Mask labeling examples

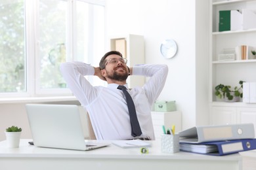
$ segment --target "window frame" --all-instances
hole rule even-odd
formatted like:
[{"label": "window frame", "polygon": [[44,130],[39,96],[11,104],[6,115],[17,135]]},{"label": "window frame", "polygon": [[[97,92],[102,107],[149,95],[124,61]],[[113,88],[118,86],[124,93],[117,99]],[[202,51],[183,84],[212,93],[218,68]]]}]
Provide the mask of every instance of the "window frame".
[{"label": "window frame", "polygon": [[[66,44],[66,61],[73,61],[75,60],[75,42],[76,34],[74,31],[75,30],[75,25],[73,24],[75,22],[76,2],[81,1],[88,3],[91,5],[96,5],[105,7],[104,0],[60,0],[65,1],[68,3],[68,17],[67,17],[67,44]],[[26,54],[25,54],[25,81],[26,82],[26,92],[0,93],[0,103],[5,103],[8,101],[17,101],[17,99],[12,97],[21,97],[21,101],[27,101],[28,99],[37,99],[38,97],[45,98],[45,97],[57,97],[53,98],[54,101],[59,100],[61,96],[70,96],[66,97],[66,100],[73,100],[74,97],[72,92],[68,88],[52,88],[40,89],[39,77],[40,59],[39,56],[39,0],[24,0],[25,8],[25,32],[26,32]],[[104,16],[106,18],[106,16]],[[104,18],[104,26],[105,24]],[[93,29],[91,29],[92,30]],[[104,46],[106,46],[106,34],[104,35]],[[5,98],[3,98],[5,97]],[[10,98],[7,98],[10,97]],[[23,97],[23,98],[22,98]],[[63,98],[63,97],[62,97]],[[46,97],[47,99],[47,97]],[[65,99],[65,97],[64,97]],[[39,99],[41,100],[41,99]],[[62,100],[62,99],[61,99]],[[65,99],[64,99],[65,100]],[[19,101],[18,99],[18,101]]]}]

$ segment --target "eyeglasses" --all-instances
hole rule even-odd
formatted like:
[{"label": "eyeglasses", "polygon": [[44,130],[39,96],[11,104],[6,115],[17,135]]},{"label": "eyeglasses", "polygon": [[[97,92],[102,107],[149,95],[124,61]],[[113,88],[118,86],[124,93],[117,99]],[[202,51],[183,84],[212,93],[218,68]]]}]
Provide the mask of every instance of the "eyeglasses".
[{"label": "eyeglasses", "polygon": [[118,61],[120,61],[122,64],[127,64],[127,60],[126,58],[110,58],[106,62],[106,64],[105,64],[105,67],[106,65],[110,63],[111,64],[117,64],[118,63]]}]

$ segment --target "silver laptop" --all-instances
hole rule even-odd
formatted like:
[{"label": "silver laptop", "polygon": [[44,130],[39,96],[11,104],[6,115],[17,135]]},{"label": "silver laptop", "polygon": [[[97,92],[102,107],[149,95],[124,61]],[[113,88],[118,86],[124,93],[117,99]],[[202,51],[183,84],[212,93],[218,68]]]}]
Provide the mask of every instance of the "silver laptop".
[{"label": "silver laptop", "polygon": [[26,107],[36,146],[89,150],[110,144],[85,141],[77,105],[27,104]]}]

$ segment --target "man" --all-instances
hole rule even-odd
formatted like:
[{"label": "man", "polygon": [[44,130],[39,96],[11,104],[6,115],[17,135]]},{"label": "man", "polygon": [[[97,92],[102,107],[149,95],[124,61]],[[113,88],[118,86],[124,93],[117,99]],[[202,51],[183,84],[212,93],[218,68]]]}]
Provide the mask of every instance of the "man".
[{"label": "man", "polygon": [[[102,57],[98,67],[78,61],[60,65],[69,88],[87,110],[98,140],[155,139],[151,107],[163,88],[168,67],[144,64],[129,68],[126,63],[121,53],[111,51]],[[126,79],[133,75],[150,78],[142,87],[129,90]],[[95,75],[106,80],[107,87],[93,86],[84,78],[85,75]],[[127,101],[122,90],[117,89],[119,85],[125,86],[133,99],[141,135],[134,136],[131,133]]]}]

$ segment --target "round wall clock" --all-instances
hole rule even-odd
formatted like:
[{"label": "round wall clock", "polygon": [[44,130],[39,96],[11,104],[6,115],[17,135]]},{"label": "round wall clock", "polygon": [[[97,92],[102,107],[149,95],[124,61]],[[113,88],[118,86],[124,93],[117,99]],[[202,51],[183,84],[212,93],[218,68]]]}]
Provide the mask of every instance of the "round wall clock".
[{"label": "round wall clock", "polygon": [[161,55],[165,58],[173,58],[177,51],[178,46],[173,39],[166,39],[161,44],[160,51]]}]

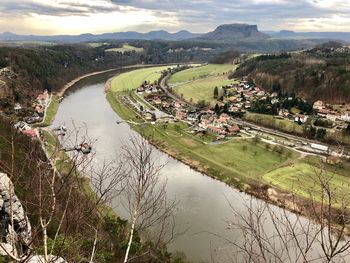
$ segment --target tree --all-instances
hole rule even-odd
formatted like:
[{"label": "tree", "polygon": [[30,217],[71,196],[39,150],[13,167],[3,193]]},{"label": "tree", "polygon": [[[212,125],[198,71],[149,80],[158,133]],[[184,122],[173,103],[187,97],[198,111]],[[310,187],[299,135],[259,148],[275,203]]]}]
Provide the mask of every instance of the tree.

--

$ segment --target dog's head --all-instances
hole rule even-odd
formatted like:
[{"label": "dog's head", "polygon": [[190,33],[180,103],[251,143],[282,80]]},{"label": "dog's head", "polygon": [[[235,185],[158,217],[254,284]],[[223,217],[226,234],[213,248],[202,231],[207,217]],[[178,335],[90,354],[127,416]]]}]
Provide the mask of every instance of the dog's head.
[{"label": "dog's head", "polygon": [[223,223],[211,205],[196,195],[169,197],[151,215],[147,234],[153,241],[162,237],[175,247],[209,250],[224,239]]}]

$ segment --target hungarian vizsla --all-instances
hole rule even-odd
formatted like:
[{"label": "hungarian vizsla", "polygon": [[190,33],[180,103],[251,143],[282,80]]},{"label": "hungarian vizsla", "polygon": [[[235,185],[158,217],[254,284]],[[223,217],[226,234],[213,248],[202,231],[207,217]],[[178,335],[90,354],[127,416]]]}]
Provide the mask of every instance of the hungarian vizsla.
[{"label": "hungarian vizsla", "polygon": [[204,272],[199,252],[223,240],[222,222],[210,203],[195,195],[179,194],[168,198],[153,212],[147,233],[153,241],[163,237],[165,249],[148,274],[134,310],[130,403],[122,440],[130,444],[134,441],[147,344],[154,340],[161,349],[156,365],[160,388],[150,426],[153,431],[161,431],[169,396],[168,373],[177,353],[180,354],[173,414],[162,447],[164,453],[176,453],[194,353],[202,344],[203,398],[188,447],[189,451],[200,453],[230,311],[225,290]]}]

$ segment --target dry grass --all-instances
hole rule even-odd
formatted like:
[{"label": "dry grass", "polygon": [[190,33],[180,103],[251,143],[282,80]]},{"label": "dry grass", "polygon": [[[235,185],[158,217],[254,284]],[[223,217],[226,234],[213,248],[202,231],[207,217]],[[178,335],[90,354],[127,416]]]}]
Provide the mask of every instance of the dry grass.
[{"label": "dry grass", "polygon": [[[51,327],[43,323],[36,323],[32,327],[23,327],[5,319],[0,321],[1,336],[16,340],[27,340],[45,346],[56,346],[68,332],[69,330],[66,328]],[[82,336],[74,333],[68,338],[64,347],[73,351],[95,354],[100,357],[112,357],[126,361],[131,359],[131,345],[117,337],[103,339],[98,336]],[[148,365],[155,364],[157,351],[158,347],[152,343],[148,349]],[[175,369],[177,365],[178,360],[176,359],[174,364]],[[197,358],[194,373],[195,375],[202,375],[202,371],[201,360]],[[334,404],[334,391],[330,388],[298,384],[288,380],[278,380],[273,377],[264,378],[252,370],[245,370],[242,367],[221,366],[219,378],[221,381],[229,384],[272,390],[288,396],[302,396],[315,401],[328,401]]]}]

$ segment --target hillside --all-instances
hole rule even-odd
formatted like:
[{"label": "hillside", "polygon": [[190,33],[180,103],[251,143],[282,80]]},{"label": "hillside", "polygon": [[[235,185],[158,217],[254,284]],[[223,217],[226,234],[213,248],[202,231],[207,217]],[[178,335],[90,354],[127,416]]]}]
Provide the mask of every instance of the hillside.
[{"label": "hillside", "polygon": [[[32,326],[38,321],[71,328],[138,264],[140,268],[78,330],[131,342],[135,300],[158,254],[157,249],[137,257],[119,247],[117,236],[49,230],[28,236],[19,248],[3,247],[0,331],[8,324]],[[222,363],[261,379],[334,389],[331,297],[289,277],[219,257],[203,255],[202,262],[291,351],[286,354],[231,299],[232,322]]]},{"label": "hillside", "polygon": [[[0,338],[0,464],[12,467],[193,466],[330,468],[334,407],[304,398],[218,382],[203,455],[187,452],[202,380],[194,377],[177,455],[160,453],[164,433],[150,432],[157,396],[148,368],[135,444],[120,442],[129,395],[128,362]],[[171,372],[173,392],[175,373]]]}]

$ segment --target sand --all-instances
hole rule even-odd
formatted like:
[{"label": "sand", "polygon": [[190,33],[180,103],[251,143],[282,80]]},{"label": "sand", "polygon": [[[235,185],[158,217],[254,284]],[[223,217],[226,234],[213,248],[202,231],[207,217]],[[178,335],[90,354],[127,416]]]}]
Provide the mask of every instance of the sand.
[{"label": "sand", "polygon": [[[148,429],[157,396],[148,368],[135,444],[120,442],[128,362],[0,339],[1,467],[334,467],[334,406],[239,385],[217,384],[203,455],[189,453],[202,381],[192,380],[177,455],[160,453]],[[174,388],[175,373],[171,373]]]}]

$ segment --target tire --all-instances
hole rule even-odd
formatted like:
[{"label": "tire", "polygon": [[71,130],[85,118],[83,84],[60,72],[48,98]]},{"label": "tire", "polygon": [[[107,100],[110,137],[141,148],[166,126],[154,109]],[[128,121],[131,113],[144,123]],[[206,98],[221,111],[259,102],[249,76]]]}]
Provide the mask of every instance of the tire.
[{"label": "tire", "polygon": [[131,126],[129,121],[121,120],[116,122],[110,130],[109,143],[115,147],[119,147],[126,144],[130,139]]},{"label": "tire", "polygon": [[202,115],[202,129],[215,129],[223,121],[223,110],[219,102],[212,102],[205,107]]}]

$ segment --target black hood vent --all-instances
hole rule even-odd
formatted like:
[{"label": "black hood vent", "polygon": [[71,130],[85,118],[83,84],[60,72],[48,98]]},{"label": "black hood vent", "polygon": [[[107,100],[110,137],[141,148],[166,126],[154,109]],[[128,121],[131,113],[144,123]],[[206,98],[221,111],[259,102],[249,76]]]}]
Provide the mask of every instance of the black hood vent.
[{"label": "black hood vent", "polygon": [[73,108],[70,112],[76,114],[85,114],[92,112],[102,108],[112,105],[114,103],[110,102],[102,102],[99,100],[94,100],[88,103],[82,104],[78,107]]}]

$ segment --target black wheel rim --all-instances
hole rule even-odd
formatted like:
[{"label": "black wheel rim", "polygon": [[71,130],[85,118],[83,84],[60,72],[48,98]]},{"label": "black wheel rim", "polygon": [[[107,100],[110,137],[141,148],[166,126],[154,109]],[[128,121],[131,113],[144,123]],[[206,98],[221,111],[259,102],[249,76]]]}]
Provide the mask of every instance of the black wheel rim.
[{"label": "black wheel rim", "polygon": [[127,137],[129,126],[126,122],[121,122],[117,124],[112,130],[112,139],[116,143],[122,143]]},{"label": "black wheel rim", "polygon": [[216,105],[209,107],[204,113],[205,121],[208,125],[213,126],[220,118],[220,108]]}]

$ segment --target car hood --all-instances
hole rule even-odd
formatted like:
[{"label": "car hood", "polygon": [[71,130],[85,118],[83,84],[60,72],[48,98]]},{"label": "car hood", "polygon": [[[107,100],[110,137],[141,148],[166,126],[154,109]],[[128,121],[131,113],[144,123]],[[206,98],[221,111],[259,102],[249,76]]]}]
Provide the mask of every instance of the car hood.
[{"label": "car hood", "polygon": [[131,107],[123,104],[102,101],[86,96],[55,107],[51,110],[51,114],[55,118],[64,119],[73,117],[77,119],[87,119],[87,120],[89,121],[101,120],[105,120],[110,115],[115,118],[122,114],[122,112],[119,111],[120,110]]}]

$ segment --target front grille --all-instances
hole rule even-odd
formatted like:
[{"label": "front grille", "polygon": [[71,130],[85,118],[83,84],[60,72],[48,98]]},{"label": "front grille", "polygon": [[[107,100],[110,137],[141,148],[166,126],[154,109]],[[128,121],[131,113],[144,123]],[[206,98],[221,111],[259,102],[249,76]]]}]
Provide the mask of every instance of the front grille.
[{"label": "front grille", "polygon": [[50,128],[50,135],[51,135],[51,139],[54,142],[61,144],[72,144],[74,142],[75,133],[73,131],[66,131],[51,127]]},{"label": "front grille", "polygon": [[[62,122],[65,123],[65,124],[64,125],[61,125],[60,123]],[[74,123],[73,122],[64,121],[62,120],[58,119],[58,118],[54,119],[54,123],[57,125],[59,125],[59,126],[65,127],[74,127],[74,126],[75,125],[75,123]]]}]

==

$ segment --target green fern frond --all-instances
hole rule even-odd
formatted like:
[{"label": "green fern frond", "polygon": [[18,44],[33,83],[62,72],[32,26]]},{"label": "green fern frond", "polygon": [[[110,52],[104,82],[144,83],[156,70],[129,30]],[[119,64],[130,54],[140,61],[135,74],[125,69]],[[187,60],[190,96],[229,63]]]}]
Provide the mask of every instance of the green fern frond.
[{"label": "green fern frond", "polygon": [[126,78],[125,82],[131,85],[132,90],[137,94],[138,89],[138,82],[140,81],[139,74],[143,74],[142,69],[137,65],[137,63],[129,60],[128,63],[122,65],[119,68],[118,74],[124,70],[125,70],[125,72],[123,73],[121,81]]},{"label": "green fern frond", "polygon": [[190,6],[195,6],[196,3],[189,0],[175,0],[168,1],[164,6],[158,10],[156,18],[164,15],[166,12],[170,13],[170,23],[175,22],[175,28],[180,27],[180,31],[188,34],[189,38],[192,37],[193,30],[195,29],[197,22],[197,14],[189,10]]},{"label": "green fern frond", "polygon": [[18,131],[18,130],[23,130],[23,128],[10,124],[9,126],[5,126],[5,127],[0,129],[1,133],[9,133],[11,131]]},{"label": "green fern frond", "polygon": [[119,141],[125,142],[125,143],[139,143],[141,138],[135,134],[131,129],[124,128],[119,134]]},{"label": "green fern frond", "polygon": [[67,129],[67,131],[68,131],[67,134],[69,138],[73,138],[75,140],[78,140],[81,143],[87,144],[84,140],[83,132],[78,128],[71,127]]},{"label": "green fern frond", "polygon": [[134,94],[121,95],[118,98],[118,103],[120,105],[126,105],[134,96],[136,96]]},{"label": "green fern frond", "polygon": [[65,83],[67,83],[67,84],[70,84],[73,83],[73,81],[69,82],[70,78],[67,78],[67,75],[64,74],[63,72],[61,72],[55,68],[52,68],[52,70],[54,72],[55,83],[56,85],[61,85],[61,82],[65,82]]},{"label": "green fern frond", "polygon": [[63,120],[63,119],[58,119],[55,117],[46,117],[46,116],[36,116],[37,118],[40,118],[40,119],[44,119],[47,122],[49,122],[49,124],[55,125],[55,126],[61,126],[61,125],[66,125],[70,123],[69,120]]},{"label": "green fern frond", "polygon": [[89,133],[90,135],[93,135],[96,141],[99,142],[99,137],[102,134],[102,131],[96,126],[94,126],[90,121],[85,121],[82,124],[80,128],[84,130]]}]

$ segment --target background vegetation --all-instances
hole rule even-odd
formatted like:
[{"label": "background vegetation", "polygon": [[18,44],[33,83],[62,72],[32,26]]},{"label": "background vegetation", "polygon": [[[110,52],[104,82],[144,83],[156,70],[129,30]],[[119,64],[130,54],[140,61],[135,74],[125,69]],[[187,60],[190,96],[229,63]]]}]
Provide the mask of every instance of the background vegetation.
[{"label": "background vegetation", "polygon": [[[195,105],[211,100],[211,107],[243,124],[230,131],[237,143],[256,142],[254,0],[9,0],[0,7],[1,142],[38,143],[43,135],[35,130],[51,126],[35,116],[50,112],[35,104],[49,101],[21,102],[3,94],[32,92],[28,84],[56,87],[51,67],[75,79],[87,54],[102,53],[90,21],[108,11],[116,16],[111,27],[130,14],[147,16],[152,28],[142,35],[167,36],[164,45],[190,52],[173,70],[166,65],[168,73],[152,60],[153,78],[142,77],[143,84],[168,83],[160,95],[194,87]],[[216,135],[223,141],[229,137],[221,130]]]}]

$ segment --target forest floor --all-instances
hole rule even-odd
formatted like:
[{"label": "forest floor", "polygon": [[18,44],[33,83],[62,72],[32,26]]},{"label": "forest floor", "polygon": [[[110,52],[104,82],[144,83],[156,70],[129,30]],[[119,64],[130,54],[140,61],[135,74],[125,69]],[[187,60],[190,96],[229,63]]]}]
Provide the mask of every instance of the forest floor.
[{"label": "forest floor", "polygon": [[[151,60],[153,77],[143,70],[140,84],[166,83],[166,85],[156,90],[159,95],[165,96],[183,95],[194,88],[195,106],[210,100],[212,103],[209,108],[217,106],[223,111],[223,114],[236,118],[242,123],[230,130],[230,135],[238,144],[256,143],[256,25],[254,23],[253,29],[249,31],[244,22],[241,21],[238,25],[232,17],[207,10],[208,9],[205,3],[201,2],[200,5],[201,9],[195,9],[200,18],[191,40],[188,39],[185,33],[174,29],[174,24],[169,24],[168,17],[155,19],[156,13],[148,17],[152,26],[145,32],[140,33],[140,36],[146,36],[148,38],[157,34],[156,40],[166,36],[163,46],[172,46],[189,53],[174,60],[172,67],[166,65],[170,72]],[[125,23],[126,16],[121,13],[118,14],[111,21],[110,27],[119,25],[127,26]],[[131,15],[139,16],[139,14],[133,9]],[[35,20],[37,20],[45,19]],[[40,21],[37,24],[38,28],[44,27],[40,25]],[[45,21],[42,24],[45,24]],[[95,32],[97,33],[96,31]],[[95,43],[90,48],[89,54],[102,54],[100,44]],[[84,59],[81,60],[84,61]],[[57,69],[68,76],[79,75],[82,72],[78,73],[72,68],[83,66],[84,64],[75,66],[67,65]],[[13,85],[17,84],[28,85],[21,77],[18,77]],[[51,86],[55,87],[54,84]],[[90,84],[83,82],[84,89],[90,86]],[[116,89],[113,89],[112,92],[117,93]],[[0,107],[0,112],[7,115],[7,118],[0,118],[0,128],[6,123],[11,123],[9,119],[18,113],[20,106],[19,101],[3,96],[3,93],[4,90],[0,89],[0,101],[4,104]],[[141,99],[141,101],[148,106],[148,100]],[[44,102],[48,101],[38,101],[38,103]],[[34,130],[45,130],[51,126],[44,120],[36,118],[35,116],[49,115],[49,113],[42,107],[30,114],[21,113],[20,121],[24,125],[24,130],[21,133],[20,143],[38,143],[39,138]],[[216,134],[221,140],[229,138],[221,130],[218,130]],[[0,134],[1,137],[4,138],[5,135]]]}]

**WHAT IS EXPECTED**
Render the material above, from the line containing "fern frond --all-instances" down to the line containing "Provide the mask of every instance of the green", both lines included, as a JSON list of strings with one string per line and blank lines left out.

**PROBLEM SOLUTION**
[
  "$ segment --target green fern frond --all-instances",
  "hole rule even-odd",
  "formatted like:",
  "[{\"label\": \"green fern frond\", \"polygon\": [[18,44],[33,83],[62,72],[32,26]]},{\"label\": \"green fern frond\", \"polygon\": [[[110,52],[104,82],[144,83],[156,70],[129,30]],[[119,64],[130,54],[140,61],[135,74],[125,69]],[[187,60],[190,96],[229,63]]]}]",
  "Provide the mask of every instance of the green fern frond."
]